Copy the records word for word, from the first line through the line containing "point(154, 449)", with both of those lines included.

+ + + +

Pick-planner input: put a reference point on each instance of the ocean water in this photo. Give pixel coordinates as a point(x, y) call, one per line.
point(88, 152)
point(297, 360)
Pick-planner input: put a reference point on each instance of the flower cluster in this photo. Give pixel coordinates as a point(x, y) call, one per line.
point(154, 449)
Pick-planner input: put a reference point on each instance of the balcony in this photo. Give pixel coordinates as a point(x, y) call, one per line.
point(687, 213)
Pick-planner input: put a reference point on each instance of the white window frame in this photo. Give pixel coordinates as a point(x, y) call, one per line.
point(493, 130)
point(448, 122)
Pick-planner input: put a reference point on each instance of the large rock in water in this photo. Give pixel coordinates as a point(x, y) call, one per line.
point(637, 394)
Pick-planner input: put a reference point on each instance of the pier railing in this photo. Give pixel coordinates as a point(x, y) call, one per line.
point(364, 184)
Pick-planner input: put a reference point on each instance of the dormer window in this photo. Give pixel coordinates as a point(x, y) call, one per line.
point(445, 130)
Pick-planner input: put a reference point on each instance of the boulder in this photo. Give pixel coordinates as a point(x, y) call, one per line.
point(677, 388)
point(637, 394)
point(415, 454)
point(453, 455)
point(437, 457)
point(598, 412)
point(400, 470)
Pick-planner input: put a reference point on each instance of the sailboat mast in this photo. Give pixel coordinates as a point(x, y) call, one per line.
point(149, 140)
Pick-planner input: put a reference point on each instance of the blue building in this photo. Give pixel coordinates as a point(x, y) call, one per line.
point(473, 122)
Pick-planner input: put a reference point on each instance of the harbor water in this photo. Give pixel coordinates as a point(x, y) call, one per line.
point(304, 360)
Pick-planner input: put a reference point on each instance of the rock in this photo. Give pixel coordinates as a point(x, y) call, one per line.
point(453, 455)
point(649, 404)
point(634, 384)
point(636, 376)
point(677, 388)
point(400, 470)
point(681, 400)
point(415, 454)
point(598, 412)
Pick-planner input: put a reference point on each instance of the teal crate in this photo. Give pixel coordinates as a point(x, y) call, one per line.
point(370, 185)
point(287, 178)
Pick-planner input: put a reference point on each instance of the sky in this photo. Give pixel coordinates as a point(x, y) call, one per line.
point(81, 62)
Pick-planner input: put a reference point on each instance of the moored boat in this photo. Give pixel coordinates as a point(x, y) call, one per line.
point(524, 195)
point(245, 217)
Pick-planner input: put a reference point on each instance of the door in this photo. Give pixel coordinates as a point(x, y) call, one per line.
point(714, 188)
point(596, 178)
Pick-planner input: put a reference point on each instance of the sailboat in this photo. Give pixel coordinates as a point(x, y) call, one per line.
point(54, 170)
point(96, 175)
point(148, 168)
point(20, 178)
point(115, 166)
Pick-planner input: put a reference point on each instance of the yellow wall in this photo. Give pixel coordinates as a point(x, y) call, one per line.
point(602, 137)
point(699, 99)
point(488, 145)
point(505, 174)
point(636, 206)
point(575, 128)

+ + + +

**EXERCISE OUTPUT:**
Pick-planner input: put a reference point on each instance of the ocean water in this photo. Give pixel coordinates as a point(x, y) call, one per line.
point(88, 152)
point(297, 360)
Pick-planner input: put a reference point on each instance of the flower cluster in this photo. Give pixel coordinates as a point(x, y) call, one per line.
point(154, 449)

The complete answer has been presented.